WHAT THIS TASK INVOLVES: List every line in the listing below that contains the string "wall", treating uppercase and lowercase letters as distinct.

(Source data)
____________________
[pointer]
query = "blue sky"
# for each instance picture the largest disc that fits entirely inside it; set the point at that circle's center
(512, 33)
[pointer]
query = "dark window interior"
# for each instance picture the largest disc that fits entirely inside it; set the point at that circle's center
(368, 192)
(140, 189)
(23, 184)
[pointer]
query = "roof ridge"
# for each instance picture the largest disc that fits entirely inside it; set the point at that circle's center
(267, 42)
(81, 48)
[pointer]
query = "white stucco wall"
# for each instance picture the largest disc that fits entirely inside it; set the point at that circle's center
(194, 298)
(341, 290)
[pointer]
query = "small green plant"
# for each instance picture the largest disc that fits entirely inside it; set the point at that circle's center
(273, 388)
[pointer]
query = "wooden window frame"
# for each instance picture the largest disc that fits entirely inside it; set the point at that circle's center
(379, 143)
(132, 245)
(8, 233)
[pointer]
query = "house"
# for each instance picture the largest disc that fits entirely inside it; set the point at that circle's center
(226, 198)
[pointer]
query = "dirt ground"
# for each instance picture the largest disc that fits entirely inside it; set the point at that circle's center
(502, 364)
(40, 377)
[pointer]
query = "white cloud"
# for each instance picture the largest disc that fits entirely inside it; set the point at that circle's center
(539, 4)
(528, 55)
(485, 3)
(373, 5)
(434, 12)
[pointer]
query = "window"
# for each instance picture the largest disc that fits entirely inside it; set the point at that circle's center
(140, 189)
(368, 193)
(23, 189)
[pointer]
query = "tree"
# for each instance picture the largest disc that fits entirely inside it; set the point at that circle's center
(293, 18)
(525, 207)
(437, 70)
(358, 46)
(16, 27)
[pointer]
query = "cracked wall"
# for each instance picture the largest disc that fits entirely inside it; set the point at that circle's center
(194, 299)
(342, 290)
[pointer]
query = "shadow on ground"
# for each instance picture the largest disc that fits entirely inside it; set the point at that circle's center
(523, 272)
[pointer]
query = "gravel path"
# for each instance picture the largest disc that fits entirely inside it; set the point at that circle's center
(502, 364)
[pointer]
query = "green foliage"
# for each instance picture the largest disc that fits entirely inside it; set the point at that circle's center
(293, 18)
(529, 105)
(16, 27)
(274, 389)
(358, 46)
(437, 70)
____________________
CORRECT ANSWER:
query = "white stucco wall"
query = "cracked wall"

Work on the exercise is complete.